PROBLEM STATEMENT: Report each line of the listing that contains the word "robe".
== ENTRIES ==
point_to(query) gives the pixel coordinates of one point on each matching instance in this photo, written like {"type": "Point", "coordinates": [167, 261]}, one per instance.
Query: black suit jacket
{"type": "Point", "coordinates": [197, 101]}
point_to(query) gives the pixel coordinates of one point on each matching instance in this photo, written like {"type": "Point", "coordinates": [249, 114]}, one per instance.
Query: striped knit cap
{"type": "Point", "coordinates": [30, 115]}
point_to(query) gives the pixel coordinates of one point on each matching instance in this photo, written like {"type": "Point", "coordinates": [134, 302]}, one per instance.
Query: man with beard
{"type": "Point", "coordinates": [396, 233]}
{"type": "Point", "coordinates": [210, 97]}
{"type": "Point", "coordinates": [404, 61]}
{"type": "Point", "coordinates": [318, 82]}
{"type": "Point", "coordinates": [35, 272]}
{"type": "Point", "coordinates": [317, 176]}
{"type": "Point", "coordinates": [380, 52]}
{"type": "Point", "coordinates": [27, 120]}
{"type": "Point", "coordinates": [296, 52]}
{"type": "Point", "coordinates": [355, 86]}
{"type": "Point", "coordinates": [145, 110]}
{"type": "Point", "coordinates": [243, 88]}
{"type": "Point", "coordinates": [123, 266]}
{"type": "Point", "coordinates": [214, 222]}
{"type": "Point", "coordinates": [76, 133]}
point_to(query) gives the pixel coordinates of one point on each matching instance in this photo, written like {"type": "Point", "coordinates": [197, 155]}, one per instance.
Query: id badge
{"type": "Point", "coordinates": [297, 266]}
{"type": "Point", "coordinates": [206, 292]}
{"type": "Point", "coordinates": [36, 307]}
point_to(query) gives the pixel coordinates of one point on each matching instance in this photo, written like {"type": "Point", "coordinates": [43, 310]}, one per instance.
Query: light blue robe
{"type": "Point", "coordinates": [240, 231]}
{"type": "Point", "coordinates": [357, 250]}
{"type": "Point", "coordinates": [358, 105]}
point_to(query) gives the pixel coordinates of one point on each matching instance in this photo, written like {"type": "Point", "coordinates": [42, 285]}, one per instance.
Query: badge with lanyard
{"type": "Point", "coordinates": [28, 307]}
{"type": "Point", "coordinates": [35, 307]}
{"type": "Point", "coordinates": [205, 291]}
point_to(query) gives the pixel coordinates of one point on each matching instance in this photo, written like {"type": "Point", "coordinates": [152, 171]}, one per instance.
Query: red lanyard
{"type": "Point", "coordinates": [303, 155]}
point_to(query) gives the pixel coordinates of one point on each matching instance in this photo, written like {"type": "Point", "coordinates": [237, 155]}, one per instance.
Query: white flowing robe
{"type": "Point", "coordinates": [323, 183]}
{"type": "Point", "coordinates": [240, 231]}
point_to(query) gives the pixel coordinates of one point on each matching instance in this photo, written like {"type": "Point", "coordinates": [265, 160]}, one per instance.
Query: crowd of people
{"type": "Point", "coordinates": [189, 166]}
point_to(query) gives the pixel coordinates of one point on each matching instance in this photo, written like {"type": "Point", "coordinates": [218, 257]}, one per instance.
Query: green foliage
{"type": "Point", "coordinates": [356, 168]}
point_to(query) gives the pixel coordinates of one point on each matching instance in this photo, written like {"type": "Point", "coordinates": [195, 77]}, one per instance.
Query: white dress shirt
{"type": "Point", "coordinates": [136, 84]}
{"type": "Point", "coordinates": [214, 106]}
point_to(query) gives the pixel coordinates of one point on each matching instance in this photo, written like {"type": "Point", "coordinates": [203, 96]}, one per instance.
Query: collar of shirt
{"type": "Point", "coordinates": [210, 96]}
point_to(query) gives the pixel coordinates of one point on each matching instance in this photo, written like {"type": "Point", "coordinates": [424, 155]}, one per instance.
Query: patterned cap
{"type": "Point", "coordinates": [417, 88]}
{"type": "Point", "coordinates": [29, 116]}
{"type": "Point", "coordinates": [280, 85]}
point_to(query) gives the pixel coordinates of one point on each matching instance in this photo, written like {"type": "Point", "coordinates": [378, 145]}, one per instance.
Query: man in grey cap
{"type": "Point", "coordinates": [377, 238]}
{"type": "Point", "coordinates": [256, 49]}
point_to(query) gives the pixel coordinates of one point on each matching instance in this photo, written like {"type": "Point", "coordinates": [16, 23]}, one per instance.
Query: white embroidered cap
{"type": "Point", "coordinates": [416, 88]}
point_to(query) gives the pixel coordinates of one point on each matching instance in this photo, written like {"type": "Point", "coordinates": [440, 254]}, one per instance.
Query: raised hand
===
TASK OUTPUT:
Query: light blue robe
Query: white flowing robe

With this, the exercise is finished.